_Problems to solve_
**a)** In the NASCAR roundtable, reproduce the passage between "Josh Roller: The" and "he keeps driving?", inclusive.
**b)** Name every panelist who gives an answer in the NASCAR roundtable.
**c)** Pick up the NASCAR roundtable after its final line and keep writing it.

_Document extract_
:::::

Who is your ideal FOX broadcasting crew for the NASCAR Cup Series next year?
Stephen Stumpf: Mike Joy needs to remain at FOX for as long as he wants to. He is the heart and soul of the broadcast. Beyond him, it appears that Clint Bowyer is also a part of its long-term plans, which means the best course of action is finding someone who can complement him. It would be great to see Larry McReynolds back in the booth as the third member, but at the same time, the broadcast would also lose his knowledge in his current position as an in-race analyst. If McReynolds declines, a clear-cut third commentator hasn’t emerged for next season. That said, Jamie McMurray, Tony Stewart and Matt Kenseth, among others, showed promise, and there’s no harm in experimenting with them again for next year. Also, FOX could even try a booth with just Bowyer and Joy to see how it works. There’s no need to rush in a third commentator full time when no one is sure about how to proceed.
Aaron Bearden: I don’t think this needs to be anything drastic. Put McMurray in place of Bowyer and throw in McReynolds or another bright crew chief mind as the third person. It could keep Bowyer around for some pre-race fun or have him host a podcast. But in an ideal world, FOX would lean to be more sport and less comedy in the presentation of the races themselves. Get rid of Michael Waltrip’s grid walk and focus on an at-track show in front of fans leading up to the race. Get rid of the cartoon-style imagery in driver photos. Make it look cool and exciting to be at the track.
Mike Neff: OK, let’s be real, the ideal booth would be Ken Squier, Barney Hall and Chris Economaki. Since that simply isn’t possible, let us have Joy, McReynolds and Stewart.
Josh Roller: The FOX broadcasting crew needs to be enlarged and more consistent. It’s sold on Bowyer, and while he has faults, he also has bright spots. But the third party joining Bowyer and Joy needs to either be McReynolds or McMurray — McReynolds for having a crew chief perspective there and in-person, McMurray serving as a more grounded balance to Bowyer. Then on pit road, there needs to be three reporters each week. Jamie Little is spectacular and is half of the reason FOX is watchable, the other half being Joy. But a third reporter via Josh Sims or Vince Welch needs to join Little and Regan Smith.
Kevin Harvick is currently below the Cup playoff cutline. Is his age to blame for his subpar performance this year, and if so, how much longer do you think he keeps driving?

:::::

_Dataset extract_
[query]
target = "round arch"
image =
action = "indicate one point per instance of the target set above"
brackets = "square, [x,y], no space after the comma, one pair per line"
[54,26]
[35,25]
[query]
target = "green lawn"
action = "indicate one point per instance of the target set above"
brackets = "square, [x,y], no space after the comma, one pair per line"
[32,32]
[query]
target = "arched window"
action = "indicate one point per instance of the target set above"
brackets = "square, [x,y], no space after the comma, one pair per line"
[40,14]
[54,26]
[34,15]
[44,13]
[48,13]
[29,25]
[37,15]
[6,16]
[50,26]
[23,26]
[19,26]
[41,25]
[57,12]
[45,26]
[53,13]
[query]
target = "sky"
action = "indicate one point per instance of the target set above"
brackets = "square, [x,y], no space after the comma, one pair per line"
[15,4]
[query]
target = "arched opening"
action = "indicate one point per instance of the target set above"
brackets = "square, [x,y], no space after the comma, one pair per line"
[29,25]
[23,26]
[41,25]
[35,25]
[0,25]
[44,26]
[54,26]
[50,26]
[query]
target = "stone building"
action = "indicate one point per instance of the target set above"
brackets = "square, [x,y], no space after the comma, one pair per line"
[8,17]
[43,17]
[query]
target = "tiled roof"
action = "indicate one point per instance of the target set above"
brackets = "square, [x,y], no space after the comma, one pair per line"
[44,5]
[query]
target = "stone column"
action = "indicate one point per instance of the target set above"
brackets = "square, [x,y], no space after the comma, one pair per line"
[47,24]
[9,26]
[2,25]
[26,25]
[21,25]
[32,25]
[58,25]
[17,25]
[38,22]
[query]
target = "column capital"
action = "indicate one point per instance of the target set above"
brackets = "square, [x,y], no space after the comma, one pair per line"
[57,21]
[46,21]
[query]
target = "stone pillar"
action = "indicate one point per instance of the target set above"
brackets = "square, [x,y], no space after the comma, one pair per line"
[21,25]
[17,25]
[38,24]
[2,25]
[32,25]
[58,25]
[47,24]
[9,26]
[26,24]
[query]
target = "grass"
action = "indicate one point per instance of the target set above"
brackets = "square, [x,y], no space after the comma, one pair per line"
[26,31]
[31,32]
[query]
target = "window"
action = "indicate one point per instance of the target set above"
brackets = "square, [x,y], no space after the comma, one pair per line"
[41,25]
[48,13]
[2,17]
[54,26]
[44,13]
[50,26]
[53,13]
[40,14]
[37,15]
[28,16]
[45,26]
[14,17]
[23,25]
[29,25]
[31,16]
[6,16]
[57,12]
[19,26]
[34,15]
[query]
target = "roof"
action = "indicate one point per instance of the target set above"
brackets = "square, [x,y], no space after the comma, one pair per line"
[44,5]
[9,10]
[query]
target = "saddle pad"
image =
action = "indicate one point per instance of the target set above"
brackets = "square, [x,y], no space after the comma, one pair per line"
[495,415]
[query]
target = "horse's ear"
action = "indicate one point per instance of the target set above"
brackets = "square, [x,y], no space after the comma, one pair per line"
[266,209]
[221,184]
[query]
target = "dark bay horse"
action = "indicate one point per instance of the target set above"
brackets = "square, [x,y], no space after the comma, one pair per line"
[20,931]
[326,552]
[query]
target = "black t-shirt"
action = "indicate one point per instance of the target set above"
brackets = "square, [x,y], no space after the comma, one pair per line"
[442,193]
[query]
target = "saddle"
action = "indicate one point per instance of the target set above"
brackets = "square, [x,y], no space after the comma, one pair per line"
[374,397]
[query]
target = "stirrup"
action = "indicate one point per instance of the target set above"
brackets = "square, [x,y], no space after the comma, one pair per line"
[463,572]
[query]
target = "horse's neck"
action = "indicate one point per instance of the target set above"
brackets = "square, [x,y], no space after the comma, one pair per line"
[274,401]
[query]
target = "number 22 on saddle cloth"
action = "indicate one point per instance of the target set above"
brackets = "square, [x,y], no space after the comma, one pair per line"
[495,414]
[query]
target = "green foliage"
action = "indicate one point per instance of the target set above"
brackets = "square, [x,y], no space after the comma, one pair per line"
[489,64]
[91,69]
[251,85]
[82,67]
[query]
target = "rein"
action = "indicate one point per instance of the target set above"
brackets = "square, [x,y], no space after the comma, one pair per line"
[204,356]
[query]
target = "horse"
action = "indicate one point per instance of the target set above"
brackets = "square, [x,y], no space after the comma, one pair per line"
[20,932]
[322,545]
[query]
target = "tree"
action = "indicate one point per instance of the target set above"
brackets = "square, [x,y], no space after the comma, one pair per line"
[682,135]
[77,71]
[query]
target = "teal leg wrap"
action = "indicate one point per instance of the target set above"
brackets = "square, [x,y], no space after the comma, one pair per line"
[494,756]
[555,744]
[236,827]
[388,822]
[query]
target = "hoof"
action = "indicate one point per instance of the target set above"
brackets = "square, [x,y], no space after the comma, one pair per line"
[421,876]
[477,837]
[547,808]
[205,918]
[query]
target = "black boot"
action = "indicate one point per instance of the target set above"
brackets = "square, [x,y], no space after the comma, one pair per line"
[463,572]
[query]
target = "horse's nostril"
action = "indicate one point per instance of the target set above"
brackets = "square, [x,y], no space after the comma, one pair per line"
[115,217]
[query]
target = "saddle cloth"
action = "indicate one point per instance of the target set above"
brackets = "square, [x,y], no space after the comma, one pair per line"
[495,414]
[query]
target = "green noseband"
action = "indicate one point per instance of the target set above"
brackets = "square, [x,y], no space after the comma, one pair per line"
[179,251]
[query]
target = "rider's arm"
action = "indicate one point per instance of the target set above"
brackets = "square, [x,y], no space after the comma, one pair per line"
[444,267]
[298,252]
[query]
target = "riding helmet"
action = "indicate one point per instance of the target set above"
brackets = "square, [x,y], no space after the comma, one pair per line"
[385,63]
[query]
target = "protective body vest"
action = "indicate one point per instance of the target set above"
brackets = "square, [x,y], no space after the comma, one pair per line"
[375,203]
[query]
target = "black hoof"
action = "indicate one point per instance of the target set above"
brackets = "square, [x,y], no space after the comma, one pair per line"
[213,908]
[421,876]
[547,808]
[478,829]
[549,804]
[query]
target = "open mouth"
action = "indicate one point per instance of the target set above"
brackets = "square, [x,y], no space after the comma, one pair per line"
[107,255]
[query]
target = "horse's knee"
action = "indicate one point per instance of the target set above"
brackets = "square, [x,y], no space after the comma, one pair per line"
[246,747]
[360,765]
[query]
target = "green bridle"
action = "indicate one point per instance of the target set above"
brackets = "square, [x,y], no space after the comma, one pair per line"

:::::

_Answers to the tasks_
**a)**
Josh Roller: The FOX broadcasting crew needs to be enlarged and more consistent. It’s sold on Bowyer, and while he has faults, he also has bright spots. But the third party joining Bowyer and Joy needs to either be McReynolds or McMurray — McReynolds for having a crew chief perspective there and in-person, McMurray serving as a more grounded balance to Bowyer. Then on pit road, there needs to be three reporters each week. Jamie Little is spectacular and is half of the reason FOX is watchable, the other half being Joy. But a third reporter via Josh Sims or Vince Welch needs to join Little and Regan Smith.
Kevin Harvick is currently below the Cup playoff cutline. Is his age to blame for his subpar performance this year, and if so, how much longer do you think he keeps driving?

**b)** Stephen Stumpf, Aaron Bearden, Mike Neff, Josh Roller

**c)**
Luken Glover: At 46 years old, age plays somewhat of a factor. As humans, it is inevitable that the reflexes just aren’t what they were compared to 10-15 years ago. However, Kevin Harvick can still be competitive and grab some wins. Ford as a whole has been a bit off at most tracks this year, with tracks smaller than a mile and a half being its bread and butter. That could play into Harvick’s hands at New Hampshire Motor Speedway. Stewart-Haas Racing has a driver on his way out, a driver on the hot seat and one who is still coming into his own. It has been running better as of late, and I would not be surprised to see Harvick find victory lane once again before he hangs it up. If his streak gets longer and longer, the end of the line may come as soon as next year. However, three to four years appears to be an appropriate timeline right now.
Neff: Age has nothing to do with it. Harvick has had some bad luck, and he has been in contention at multiple races. He will win a race before the end of the regular season. That said, he has three years left in him after the current season.
Roller: The struggles for Harvick are more car- and team-related and has nothing to do with his age. You have to wonder if the relationship between he and crew chief Rodney Childers has run its course. Maybe a change is needed on top of the pit box. In general, Ford has struggled but in recent weeks seems to be righting the ship. And SHR, let’s face it, has the weakest lineup among teams with three or more drivers. When you have that range of data collecting and it isn’t resulting in on-track gains, something is wrong. Forgoing any NASCAR craziness from leadership, if SHR can begin performing, I don’t see why Harvick doesn’t race for another six years. Especially with son Keelan coming up through the ranks.
After a strong crowd showing at World Wide Technology Raceway at Gateway, what other venues should NASCAR consider that would likely also drive strong ticket sales?
Neff: The problem is, ticket sales don’t matter. It is nice to have full stands at racetracks, but the TV numbers are all that really matter. So, considering what would make the best TV, let’s run Hickory Speedway, South Boston Speedway, Stafford Speedway, Rockford Speedway and New Smyrna Speedway.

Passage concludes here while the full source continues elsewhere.